• **Objetivo**:
Responde según el artículo:
(a) ¿Con qué tres adjetivos se califica la revolución de la que habla el primer párrafo?
(b) ¿De qué órgano confederal fue director Eduardo de Guzmán?
(c) ¿En qué momento se escribió «Madrid, rojo y negro»?

• **Artículo**:

Pero afortunadamente, gracias al arrojo y la generosidad de unas pocas personas decentes, algo está despertando en la conciencia de las gentes. La vieja memoria que nos robaron con decretos, salivazos y anatemas, encerrada en fosas comunes, mentiras oficiales y palios mediáticos, finalmente está abriéndose paso entre la miseria y el pesebrismo ambiente. Es una revolución silenciosa y modesta, pero persistente. Un eficaz calabobos. Y, posiblemente, algo que, de continuar y profundizarse, semillará la transformación social y mental que negó el pacto entre élites de la transición que llamaron consenso, con deshonra e impunidad.

Al calor de este casi imperceptible efecto mariposa, mientras se exhuman cadáveres en las cunetas y el ministro Bono, impasible el ademán, rinde homenaje a los fascistas de la División Azul que avalaron a balazos el holocausto nazi, empiezan también a salir a la luz testimonios que hablan de la barbarie del franquismo y del heroísmo del pueblo trabajador. Como el libro “Madrid, rojo y negro”, del periodista libertario Eduardo de Guzmán, un auténtico Galdós de la CNT. Mejor aún, un Jules Michelet de La Comuna, ya que el que fuera redactor de “La Tierra”, “La Libertad”, y director del órgano confederal “Castilla Libre”, no se limitó a fisgonear en las hemerotecas para narrar los episodios nacionales que otros vivieron. Guzmán, como John Reed también, estaba allí, en el lodo de las trincheras ; en el Madrid asediado por los militares golpistas ; en los frentes de la sierra ; junto a las milicias que el pueblo, los sindicatos, los partidos de izquierda y los ateneos alzaron ante el sobrevenido rigor mortis del Estado formal y sus pusilánimes autoridades. Leer hoy “Madrid, rojo y negro”, escrito en plena guerra civil, cuando los moros sicarios de Yague, Millán Astray y Varela degollaban a sus presas como botín de guerra, es un viaje a la dignidad. Es comprender la lápida de mentiras y atroces manipulaciones, las paletadas de cal viva y responsos, con que se ha intentado cegar a aquel acusador ayer.

Registros
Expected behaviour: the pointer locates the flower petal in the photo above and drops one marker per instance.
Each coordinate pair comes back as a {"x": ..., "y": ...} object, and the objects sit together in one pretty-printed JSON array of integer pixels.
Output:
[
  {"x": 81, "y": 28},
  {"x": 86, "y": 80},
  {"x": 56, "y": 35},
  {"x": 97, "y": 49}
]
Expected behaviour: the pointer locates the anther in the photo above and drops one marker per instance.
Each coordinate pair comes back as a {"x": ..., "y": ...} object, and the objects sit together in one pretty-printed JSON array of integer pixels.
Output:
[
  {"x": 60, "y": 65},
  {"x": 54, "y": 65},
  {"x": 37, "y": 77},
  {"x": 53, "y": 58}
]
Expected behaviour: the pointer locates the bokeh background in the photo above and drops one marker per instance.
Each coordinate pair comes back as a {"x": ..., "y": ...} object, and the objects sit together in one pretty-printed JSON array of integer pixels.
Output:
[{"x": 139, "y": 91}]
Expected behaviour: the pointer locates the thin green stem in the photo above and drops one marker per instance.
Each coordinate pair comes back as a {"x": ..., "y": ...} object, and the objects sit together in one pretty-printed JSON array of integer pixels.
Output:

• **Solución**:
(a) Silenciosa, modesta y persistente.
(b) De «Castilla Libre».
(c) En plena guerra civil.